* [Instructions for the task]:
According to the PPP loan FAQ excerpt, below what original principal amount are borrowers, together with their affiliates, deemed to have made the necessity certification in good faith?

But they did not. They waited until the day before their deadline and ultimately added little in the way of guidance. In fact they appear mostly to have repeated what had already been said and on a few key points backtracked completely. The key FAQ related to the economic necessity question read as follows. I added the emphasis.

46. Question: How will SBA review borrowers’ required good-faith certification concerning the necessity of their loan request?

Answer: When submitting a PPP application, all borrowers must certify in good faith that “[c]urrent economic uncertainty makes this loan request necessary to support the ongoing operations of the Applicant.” SBA, in consultation with the Department of the Treasury, has determined that the following safe harbor will apply to SBA’s review of PPP loans with respect to this issue: Any borrower that, together with its affiliates, received PPP loans with an original principal amount of less than $2 million will be deemed to have made the required certification concerning the necessity of the loan request in good faith.

SBA has determined that this safe harbor is appropriate because borrowers with loans below this threshold are generally less likely to have had access to adequate sources of liquidity in the current economic environment than borrowers that obtained larger loans. This safe harbor will also promote economic certainty as PPP borrowers with more limited resources endeavor to retain and rehire employees. In addition, given the large volume of PPP loans, this approach will enable SBA to conserve its finite audit resources and focus its reviews on larger loans, where the compliance effort may yield higher returns.

Importantly, borrowers with loans greater than $2 million that do not satisfy this safe harbor may still have an adequate basis for making the required good-faith certification, based on their individual circumstances in light of the language of the certification and SBA guidance. SBA has previously stated that all PPP loans in excess of $2 million, and other PPP loans as appropriate, will be subject to review by SBA for compliance with program requirements set forth in the PPP Interim Final Rules and in the Borrower Application Form. If SBA determines in the course of its review that a borrower lacked an adequate basis for the required certification concerning the necessity of the loan request, SBA will seek repayment of the outstanding PPP loan balance and will inform the lender that the borrower is not eligible for loan forgiveness. If the borrower repays the loan after receiving notification from SBA, SBA will not pursue administrative enforcement or referrals to other agencies based on its determination with respect to the certification concerning necessity of the loan request. SBA’s determination concerning the certification regarding the necessity of the loan request will not affect SBA’s loan guarantee.

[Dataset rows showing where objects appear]
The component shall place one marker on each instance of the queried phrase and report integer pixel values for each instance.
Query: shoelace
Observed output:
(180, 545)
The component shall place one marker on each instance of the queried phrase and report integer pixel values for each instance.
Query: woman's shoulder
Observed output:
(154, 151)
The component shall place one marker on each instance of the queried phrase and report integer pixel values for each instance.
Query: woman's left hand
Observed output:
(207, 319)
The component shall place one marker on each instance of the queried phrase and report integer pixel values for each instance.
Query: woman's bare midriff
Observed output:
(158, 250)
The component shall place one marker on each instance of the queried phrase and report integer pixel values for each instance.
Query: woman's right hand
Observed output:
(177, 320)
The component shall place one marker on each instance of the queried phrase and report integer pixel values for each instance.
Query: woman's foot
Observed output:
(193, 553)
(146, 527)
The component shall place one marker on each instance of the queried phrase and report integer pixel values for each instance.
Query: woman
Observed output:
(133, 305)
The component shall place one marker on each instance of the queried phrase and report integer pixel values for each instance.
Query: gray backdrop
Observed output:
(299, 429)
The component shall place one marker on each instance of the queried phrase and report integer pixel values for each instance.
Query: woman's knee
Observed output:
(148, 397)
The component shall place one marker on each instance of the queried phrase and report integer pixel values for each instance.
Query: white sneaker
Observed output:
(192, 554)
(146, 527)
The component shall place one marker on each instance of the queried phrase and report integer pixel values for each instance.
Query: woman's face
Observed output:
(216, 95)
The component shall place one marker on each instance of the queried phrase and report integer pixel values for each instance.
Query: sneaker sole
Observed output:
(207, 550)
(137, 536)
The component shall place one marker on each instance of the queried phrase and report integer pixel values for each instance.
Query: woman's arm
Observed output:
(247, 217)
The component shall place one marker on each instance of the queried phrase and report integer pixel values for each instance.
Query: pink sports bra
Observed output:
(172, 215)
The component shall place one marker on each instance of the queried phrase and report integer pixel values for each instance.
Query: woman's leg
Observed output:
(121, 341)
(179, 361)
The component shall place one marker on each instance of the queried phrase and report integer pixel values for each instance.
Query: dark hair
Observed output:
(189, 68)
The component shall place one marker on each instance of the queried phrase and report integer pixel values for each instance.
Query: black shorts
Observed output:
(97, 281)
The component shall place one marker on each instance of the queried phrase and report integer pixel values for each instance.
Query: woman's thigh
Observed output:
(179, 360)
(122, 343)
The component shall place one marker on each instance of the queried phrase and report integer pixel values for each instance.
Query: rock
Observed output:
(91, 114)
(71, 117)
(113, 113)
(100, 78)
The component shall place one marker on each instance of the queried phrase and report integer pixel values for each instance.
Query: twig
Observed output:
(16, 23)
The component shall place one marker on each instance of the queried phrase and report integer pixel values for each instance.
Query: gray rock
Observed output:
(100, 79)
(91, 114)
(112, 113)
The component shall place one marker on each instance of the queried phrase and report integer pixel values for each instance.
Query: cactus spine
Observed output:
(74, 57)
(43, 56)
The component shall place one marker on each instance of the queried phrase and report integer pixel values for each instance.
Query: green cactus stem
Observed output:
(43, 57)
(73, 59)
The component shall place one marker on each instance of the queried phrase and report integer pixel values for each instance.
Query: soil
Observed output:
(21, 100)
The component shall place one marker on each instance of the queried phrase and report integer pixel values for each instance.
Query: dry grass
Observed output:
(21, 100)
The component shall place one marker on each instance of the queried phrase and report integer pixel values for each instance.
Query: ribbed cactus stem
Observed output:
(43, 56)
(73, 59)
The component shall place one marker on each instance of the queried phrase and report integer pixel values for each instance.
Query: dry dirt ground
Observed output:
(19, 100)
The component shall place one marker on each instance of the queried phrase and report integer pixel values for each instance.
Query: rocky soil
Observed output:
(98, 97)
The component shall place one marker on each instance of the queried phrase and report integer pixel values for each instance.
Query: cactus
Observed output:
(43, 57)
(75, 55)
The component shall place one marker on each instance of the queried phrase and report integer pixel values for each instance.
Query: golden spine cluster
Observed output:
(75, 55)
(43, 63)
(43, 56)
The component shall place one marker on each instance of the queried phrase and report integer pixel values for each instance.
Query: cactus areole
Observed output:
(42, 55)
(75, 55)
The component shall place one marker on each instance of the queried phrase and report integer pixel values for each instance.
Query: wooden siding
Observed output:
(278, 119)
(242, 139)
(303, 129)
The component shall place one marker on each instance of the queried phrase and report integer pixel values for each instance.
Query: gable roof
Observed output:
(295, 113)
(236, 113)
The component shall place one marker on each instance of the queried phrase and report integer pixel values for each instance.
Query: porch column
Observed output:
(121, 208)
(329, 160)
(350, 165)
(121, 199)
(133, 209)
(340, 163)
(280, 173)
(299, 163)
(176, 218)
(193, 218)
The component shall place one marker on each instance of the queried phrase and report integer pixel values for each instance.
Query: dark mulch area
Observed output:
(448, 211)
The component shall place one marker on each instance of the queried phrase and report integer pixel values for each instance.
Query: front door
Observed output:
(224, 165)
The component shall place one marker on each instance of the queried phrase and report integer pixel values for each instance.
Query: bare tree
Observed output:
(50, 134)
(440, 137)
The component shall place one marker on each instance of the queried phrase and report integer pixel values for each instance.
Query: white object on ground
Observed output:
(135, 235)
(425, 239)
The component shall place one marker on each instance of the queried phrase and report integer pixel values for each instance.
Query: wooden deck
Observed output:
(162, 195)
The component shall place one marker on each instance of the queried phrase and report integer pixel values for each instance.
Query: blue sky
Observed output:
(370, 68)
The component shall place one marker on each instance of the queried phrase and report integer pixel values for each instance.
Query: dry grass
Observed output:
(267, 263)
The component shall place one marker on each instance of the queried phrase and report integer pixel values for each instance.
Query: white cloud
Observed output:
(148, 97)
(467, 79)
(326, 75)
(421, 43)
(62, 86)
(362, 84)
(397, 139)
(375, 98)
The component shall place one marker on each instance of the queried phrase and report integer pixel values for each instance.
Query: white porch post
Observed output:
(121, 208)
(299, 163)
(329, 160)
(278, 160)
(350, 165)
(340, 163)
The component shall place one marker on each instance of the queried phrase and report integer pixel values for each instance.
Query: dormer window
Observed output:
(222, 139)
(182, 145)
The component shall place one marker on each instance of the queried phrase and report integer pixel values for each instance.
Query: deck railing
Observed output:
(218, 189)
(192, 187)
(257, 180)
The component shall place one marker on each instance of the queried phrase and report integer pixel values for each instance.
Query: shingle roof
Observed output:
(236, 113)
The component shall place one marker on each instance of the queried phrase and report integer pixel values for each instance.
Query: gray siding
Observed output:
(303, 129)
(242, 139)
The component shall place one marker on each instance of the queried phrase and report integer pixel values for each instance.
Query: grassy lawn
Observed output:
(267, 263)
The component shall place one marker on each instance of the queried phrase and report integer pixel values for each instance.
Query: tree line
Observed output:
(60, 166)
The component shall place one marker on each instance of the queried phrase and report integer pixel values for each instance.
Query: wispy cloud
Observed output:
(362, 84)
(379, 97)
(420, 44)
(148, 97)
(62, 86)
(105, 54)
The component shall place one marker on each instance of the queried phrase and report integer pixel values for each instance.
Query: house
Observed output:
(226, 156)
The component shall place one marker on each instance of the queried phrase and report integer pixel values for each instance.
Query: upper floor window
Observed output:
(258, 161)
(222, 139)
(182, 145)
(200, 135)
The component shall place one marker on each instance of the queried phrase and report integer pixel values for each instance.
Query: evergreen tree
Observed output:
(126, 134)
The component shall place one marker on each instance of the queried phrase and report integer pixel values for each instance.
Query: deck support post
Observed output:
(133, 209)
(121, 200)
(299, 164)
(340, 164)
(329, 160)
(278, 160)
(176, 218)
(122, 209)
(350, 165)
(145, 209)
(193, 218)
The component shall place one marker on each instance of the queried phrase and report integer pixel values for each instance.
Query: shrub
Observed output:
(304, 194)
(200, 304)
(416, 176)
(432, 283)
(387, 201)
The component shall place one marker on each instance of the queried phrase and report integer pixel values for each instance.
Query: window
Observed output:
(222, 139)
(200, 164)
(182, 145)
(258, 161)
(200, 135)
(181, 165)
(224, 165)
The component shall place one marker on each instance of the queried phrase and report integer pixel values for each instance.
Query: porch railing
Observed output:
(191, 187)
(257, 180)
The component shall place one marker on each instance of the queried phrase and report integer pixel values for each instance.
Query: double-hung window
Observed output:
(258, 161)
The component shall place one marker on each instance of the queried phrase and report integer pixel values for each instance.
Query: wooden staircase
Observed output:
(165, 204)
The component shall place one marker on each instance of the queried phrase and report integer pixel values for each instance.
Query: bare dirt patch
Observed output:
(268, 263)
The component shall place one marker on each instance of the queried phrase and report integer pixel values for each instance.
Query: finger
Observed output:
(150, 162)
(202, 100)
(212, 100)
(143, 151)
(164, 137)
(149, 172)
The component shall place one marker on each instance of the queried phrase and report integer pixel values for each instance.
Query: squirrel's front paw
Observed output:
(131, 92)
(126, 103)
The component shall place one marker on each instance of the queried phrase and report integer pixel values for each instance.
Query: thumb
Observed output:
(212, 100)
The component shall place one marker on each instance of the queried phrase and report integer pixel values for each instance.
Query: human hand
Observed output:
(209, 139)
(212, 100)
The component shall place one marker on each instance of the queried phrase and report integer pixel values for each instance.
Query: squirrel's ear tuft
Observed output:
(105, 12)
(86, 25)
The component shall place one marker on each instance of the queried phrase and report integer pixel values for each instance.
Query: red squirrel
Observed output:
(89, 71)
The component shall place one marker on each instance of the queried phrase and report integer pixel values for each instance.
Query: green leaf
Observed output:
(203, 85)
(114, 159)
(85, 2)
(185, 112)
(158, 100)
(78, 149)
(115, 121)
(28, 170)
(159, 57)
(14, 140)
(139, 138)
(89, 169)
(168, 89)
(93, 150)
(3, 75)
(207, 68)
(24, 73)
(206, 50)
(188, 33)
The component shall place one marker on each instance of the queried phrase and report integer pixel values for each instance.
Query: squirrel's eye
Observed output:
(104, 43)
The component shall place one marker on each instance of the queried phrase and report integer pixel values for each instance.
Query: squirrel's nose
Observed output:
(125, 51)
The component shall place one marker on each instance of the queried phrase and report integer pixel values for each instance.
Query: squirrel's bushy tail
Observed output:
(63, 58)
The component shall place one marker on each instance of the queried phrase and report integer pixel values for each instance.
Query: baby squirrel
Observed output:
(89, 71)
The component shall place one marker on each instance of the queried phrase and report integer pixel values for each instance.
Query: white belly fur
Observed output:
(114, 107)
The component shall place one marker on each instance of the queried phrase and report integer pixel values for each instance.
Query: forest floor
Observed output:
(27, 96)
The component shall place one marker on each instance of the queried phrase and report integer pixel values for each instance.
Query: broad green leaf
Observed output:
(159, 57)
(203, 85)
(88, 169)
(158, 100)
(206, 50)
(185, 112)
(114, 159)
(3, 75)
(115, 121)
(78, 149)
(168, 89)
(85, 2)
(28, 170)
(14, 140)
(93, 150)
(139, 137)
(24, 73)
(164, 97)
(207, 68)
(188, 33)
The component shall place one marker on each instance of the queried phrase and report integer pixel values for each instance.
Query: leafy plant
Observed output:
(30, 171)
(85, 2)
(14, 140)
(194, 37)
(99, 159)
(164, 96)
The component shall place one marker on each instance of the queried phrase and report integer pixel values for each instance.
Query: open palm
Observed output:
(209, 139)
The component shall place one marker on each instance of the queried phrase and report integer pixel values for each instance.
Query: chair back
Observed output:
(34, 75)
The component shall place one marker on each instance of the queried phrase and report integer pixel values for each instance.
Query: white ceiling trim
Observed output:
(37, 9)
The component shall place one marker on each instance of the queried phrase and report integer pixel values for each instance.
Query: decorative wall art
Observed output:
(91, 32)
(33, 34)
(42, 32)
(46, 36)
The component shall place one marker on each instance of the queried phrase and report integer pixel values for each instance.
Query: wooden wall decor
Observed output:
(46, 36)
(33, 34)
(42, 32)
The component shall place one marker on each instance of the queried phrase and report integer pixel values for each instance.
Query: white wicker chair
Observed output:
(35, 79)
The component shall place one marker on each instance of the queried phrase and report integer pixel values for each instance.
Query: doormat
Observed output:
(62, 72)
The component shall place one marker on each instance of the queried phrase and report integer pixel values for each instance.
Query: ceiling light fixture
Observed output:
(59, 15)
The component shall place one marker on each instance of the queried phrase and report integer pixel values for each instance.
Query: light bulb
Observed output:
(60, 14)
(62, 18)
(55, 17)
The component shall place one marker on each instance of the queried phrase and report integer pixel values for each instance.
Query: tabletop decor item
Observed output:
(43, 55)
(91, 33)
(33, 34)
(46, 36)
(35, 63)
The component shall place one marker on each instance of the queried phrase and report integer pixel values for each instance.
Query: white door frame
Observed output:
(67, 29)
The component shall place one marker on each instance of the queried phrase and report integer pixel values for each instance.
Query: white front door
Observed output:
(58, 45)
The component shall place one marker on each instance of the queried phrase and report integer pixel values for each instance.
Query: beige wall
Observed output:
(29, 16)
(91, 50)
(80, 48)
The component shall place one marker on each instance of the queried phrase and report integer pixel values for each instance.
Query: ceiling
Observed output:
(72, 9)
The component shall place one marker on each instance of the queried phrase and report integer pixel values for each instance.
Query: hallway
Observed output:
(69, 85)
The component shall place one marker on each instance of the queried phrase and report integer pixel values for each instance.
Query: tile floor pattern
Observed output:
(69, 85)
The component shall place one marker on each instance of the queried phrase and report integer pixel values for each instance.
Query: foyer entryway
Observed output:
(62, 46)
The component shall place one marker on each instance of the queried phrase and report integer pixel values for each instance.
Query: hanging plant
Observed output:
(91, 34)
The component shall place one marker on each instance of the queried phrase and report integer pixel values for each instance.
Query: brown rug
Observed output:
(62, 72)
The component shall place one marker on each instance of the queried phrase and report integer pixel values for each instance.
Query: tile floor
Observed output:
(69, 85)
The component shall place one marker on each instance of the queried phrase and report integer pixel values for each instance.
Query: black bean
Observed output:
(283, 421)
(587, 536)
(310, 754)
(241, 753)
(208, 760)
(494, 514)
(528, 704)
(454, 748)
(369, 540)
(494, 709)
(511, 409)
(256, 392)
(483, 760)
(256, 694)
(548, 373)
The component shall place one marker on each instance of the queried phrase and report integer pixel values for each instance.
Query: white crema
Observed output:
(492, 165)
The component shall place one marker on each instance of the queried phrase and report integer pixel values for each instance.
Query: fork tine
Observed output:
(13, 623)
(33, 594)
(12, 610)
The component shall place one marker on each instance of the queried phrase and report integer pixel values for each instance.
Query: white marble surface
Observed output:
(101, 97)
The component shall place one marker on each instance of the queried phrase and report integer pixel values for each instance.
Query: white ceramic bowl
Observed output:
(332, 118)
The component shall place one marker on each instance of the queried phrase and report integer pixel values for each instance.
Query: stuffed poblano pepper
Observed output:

* [Finished task]:
Less than $2 million.